## GIVEN INFORMATION
• • • • •

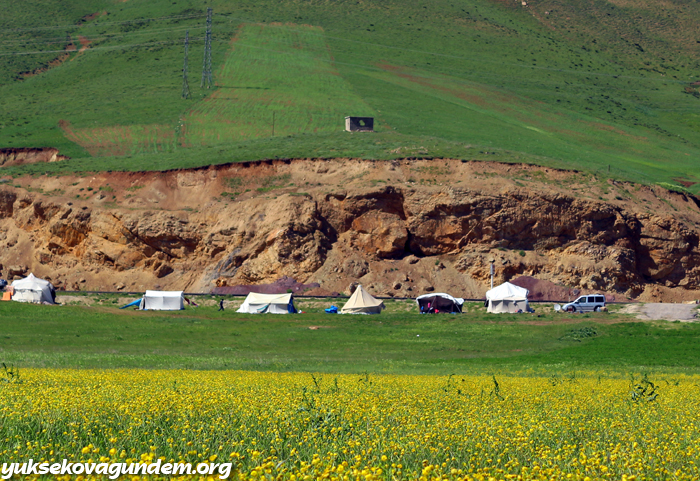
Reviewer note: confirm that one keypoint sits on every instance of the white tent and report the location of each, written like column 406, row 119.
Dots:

• • • • •

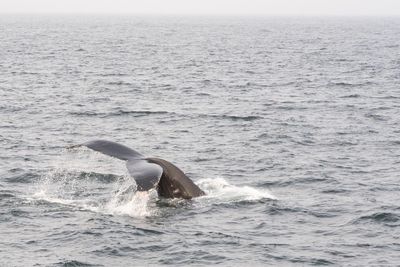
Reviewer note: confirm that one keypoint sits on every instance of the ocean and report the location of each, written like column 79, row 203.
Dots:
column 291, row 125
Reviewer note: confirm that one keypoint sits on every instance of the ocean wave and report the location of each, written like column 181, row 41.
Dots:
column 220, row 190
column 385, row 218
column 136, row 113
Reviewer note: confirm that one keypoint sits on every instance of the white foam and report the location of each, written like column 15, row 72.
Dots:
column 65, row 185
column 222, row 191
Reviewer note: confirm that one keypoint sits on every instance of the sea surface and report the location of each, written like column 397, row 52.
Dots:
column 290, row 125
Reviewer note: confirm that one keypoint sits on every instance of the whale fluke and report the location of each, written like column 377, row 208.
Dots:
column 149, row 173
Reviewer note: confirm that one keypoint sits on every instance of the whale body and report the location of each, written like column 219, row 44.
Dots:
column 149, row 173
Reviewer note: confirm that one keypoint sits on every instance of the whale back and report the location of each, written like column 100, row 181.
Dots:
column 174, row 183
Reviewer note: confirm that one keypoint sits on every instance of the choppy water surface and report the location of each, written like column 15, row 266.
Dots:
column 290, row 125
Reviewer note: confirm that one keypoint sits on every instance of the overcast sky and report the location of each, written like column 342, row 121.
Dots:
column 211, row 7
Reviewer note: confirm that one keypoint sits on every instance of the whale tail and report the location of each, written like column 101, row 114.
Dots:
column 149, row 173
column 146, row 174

• • • • •

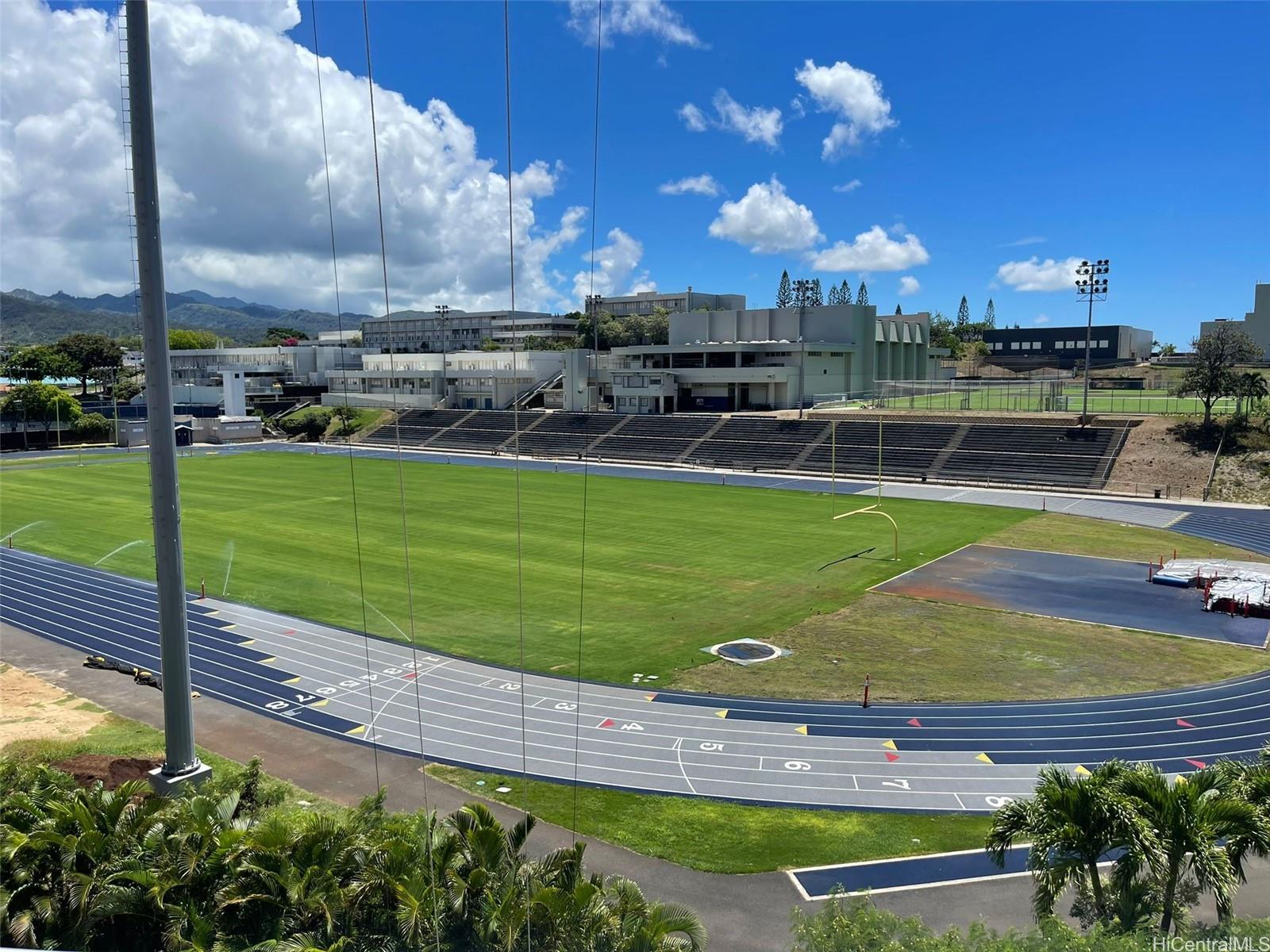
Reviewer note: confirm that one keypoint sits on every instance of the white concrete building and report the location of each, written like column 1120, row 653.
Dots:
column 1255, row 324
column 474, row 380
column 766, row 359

• • • • •

## WRITTEN EXERCISE
Rewrite the items starting at the line that contains "15, row 72." and ending at the line that contains "column 222, row 191", swapping "white foam" for "sea foam" and leaving everything else unchanged.

## THE COMPLETED TASK
Reviewer note: confirm that one keypoint sits on every instance of the sea foam and report the location of each, written like column 15, row 72.
Dots:
column 65, row 185
column 222, row 191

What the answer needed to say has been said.